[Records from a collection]
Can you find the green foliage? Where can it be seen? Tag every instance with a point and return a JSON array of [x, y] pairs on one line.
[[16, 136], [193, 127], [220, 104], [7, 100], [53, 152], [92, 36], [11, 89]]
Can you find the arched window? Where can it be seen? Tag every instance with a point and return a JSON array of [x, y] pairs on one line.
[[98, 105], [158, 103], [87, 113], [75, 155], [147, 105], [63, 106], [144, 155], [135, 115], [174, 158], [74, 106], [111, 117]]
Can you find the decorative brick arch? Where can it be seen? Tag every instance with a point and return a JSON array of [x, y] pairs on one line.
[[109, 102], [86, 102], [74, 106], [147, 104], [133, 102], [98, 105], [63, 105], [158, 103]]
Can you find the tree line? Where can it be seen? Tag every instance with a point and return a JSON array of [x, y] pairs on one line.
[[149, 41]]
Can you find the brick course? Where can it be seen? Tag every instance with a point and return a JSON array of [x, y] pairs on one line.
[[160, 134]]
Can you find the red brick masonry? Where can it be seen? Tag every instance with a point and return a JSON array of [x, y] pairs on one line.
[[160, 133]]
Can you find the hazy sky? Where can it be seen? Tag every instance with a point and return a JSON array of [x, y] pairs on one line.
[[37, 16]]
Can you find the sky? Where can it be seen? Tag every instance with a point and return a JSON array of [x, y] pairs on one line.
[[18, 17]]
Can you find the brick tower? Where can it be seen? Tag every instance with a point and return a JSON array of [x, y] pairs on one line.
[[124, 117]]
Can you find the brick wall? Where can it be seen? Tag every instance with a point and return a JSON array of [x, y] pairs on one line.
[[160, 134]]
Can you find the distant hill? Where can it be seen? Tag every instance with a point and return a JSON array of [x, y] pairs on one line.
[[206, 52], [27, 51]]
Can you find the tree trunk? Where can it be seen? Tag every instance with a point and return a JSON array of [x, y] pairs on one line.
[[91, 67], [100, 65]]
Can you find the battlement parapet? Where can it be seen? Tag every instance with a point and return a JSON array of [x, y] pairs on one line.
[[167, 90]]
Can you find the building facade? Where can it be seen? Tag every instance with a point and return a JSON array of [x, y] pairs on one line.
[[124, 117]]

- TO BE DONE
Rewrite all of the data above, swapping "Can you find" for "Can you locate" and leaving everything else as it is.

- OUTPUT BELOW
Can you locate the green foliage? Where can it be seen? Tag every instance with a point and return a JSON array of [x, y] pairs on one line.
[[16, 136], [193, 127], [220, 104], [7, 100], [53, 152], [92, 36], [11, 89]]
Can you locate the arched window? Where can it be seen? Tag every instance with a point and return a JSON array of [x, y] pairs on one line.
[[98, 105], [158, 103], [87, 113], [75, 155], [147, 105], [63, 106], [144, 155], [135, 115], [174, 158], [74, 106], [111, 117]]
Can you locate the decorative brick arch? Where can it be seen? Tag every instance with a point and return a JSON array of [x, y] pairs on one line.
[[109, 102], [86, 102], [74, 106], [147, 104], [133, 102], [98, 105], [63, 105], [158, 103]]
Can you locate the tree line? Where can it be seen? Tag every instance with a point and return a JSON array of [x, y] pairs on one line.
[[149, 41]]
Can you locate the brick course? Where can it be seen? Tag every instance with a point and return a JSON array of [x, y] pairs on one line.
[[160, 134]]
Can you locate the red brick masonry? Where can it be seen? Tag every instance with a point and return a JSON array of [x, y] pairs on one line.
[[160, 133]]
Can you locate the hazy sky? Where can it be seen? Tag every instance with a point and return a JSON array of [x, y] pairs on one line.
[[37, 16]]
Can you locate the sky? Where can it be seen? Tag every instance with a point and return a JSON array of [x, y] pairs on one line.
[[18, 17]]
Can you locate the brick tower? Where can it be seen? Tag every instance with a point and return a JSON array of [x, y] pairs on one line.
[[124, 117]]
Can you locate the brick wall? Where can it be seen? Tag every instance with a point and return a JSON array of [x, y] pairs on one line.
[[160, 134]]
Can you locate the distant hill? Where can it be seen? Tag every instance with a point and return a JSON array of [x, y] pairs on one line.
[[206, 52], [27, 51]]
Can you locate the tree trunk? Where can it be seen? Tag every instance with a point and return a JSON array of [x, y] pairs on one line.
[[91, 67], [100, 65]]
Can you locate the battlement parapet? Where can it be seen? Tag every instance with a point and return a JSON array of [x, y] pairs on one line.
[[167, 90]]
Can you locate the building facade? Where can it be seen? Tag every instance with a point and return a JSON array of [x, y] pairs on one line.
[[124, 117]]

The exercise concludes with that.